# [Texte affiché]
· · ·
Créer une boîte de production en région: un défi relevé par MediAT
Un talk-show régional diffusé sur Facebook Live. Des vidéos corporatives. Une baladodiffusion et un blogue littéraire sur les relations amoureuses. Des capsules-entrevues loufoques. Une présence dans les débats politiques. Des nouvelles régionales diffusées sur le Web. Tout cela à la même enseigne, celle de MediAT, une boîte de production lancée il y a quatre ans par François Munger, en Abitibi-Témiscamingue.
Originaire de Val-d’Or et formé en journalisme à la Cité collégiale d’Ottawa, François Munger a travaillé à la radio et à la télévision comme journaliste pour RNC Médias de 2012 à 2014. Un an plus tard, en mars 2015, il a lancé MediAT. Pourtant, les grands centres le convoitaient. «J’ai eu des opportunités d’emploi dans de grandes villes comme Montréal, Gatineau et Ottawa, mais je n’avais pas le goût de m’expatrier. L’Abitibi-Témiscamingue est dynamique, riche culturellement et elle m’offre une quiétude de vie. Ma région, je l’aime d’amour», explique celui que de plus en plus de Témiscabitibiens appellent «Monsieur MediAT».
Dès le départ, l’entrepreneur était persuadé que le projet répondrait à un besoin. «Il y avait des boîtes de production en Abitibi-Témiscamingue, mais elles ne pouvaient pas répondre à la demande de production. Il y avait un espace à combler, et chacun a son créneau. Certaines boîtes créent des capsules de 30 secondes très léchées qui prennent des mois à produire. MediAT offre une vitesse d’exécution pour les entreprises qui veulent une capsule rapidement et un contenu près des gens.»
La liberté de créer
À ce sujet, il évoque AT360, la première talk-show à être diffusée sur Facebook Live dans sa région natale. «Il n’y avait pratiquement rien sur le Web et je trouvais qu’il manquait une façon d’aborder certains sujets de façon plus décontractée. On voulait aussi se donner de la latitude. Je ne suis pas limité à une intervention de 2 minutes 30 [secondes] entre deux chansons comme à la radio. Quand je veux parler avec le maire durant 25 minutes dans mon émission, je peux [le faire].»
· · ·
# [Section des données]
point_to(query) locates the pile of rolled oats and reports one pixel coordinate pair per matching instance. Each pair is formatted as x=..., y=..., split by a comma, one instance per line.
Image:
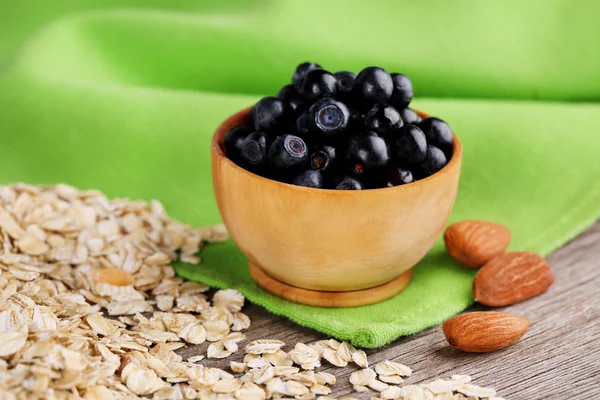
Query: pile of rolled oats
· · ·
# [Description du problème]
Rédigez la suite de l'article sur MediAT à partir de l'endroit où il s'arrête, s'il vous plaît. Les lignes n'ont aucun lien avec l'article sur MediAT.

# [Réponse proposée]
https://www.facebook.com/mediat/videos/2337382526547549/
Si le Web permet d’écarter la contrainte de temps, MediAT jouit aussi d’une plus grande liberté de sujets. «Dans certains médias, si une entreprise n’achète pas de pub, on ne parlera pas d’elle. MediAT est moins limité à ce niveau.» Diffusée en direct, AT360 offre la possibilité aux internautes d’influencer le cours de l’émission en plus de formuler des suggestions, comme celle de transposer l’émission en balado. «Les gens voulaient nous écouter en faisant de la route, alors je les ai considérés. L’émission est aussi diffusée sur les ondes de la télévision locale.»
MediAT produit et diffuse aussi l’émission au ton humoristique 2MPP (2 Mathieu Presque Parfa’), de Mathieu Proulx et Mathieu Larochelle, en plus d’offrir le blogue et la balado de Michaël Bédard, 365 jours de peine d’amour.
Présence citoyenne
La boîte offre également du contenu à saveur politique: assemblées de conseils municipaux, rencontres publiques, débats électoraux municipaux, provinciaux et fédéraux. «Par exemple, lors d’une crise à Val-d’Or entre Autochtones et les policiers, on a diffusé une vidéo d’une discussion animée entre un citoyen et le maire de Val-d’Or. Les médias traditionnels ont relayé un clip de 15 secondes. De notre côté, on a diffusé la vidéo intégrale, ce qui a permis aux gens d’entendre toutes les interventions en direct et en différé. On leur permet d’aller plus loin et de se faire une tête en ayant accès à un propos sans coupure.»
https://www.facebook.com/mediat/videos/1176955259060973/
Les idées de François Munger sont nombreuses. Tout comme les défis pour faire vivre une boîte de production loin des grands centres. «En Abitibi-Témiscamingue, essayer du matériel audio-vidéo professionnel avant de l’acheter, c’est carrément impossible. L’approvisionnement peut être lent et il faut avoir des réserves.»
Aidé financièrement par le programme Soutien aux travailleurs autonomes d’Emploi-Québec et par le programme Créavenir de Desjardins, le jeune homme a déboursé environ 60 000$ en matériel pour la vidéo, la photo et l’éclairage. «C’est constant comme investissement. Je dois renouveler mon équipement pour rester à jour.»
Monsieur MediAT
François Munger affirme qu’il a ressenti beaucoup d’inquiétude au départ quant au potentiel de MediAT de générer des revenus. Pourtant, ça fonctionne. «Cette entreprise était un rêve. Aujourd’hui, c’est une réalité. Je suis vidéaste, producteur, monteur, journaliste, correcteur de textes et homme à tout faire au sein de l’entreprise. Je ne compte plus les heures, mais chaque semaine est différente. Parfois, je prends une journée pour aller à la plage. Mais il arrive aussi que je me lève à deux heures du matin pour couvrir un incendie ou que je rentre après minuit parce que je filmais un débat. Il n’y a aucune routine.»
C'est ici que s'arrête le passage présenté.